[[ Given passage, beginning ]]

Acupuncture for neck and shoulder pain Bristol
Almost everyone will suffer from neck and/or shoulder pain at some point in their lives - modern-day life seems to be designed to cause it! Most of us are constantly on the go, and under stress, which leads to muscular tension in general. But the major junctions of the neck and shoulder will accumulate stagnation of Qi and Blood - from the Chinese medicine perspective - more than most other parts of the body. Our heads are extremely heavy, and when we spend a lot of time hunched over a desk using a keyboard and mouse, we are asking a lot of the support muscles in the area. Luckily acupuncture, tuina massage and other techniques like cupping can be very effective in reducing these problems, especially when combined with a few habit changes. Switching to a standing desk, for example, can make a big difference.
what to expect from an acupuncture treatment for neck and/or shoulder pain
As with almost any condition, sometimes there are factors involved that aren't obvious. For example, diet can play a significant part in the development of physical pain - without enough of the correct nutrients, the sinews and fluids of the body can become dry and stiff, and mental/emotional problems like stress and anxiety can get worse. Neck and shoulder pain are often one of the first warning signs that adjustments need to be made in a person's life, often in various areas. So whenever possible I will try to establish whether there is anything other than a straightforward physical issue going on (this is harder in low-cost treatments due to time constraints - click here for more details).

[[ Given passage, end ]]
[[ Given information, beginning ]]

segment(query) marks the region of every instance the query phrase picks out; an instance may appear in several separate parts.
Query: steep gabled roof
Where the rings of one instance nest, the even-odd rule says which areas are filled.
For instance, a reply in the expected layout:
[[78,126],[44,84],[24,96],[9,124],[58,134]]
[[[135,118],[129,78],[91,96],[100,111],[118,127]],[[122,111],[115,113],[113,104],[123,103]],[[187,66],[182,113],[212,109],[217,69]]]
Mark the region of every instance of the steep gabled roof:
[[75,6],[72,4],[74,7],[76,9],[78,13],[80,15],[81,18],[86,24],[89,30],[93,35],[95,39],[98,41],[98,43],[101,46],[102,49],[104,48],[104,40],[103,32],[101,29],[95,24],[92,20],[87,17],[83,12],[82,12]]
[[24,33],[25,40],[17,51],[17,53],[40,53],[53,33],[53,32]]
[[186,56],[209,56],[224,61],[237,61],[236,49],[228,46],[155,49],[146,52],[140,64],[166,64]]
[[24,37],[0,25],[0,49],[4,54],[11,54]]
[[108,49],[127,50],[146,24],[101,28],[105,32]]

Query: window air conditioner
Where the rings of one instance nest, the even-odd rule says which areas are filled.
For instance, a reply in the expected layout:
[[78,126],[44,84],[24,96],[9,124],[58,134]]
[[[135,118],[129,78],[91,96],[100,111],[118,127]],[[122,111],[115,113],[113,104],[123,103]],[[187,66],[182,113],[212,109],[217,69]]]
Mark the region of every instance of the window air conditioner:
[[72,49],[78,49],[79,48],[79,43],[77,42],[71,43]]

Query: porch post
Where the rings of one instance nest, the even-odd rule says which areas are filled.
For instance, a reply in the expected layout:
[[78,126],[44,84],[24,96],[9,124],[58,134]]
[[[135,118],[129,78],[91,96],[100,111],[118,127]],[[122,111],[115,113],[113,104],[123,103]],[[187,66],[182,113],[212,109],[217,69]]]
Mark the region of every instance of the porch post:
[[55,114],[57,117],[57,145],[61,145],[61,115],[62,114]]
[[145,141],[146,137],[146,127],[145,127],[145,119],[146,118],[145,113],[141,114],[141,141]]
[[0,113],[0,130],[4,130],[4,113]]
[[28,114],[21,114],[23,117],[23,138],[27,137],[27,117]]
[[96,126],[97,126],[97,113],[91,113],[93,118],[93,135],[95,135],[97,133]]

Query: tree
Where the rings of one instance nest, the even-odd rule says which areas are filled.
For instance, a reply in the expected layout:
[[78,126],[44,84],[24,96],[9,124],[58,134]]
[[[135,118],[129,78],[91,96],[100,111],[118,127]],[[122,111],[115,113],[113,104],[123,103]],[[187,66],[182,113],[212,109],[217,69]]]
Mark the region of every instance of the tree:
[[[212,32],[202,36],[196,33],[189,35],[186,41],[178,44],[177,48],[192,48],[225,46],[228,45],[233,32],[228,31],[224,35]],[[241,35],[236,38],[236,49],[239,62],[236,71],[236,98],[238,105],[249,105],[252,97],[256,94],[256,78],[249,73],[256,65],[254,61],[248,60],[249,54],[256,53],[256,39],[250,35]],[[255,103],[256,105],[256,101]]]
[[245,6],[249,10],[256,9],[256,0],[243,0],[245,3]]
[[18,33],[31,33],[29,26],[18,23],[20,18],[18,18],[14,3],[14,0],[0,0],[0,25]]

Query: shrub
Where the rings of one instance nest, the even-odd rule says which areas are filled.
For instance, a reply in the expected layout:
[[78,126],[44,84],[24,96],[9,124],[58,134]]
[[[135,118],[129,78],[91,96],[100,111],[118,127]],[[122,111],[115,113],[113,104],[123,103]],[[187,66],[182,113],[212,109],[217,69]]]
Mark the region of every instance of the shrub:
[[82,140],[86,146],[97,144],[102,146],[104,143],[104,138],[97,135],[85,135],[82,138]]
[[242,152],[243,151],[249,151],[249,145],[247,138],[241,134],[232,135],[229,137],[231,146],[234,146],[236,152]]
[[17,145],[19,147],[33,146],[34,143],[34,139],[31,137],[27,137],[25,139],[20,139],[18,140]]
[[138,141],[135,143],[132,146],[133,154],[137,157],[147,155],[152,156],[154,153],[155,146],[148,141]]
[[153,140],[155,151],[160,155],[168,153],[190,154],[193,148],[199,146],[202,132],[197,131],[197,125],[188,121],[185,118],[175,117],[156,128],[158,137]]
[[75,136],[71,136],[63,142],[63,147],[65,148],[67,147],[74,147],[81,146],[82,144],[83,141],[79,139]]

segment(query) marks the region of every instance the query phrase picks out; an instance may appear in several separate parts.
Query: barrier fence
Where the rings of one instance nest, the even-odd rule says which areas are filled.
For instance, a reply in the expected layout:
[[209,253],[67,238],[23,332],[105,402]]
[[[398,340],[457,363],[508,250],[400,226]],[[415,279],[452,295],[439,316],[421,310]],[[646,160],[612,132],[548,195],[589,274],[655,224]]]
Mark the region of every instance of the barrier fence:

[[ Given information, end ]]

[Tasks]:
1. In the acupuncture text, rewrite the paragraph beginning "As with almost any condition" as a short bulleted list that keeps its main facts.
2. According to the given passage, what change to a work setup can make a big difference?

[Solutions]:
1.
- Conditions often involve factors that aren't obvious.
- Diet can contribute to physical pain. Without enough of the right nutrients, the body's sinews and fluids can become dry and stiff, and stress and anxiety can get worse.
- Neck and shoulder pain are often early warning signs that a person needs to make changes, often in several areas of life.
- Whenever possible, I try to find out whether something besides a straightforward physical issue is involved.
- This is harder in low-cost treatments because of time constraints.

2. Switching to a standing desk.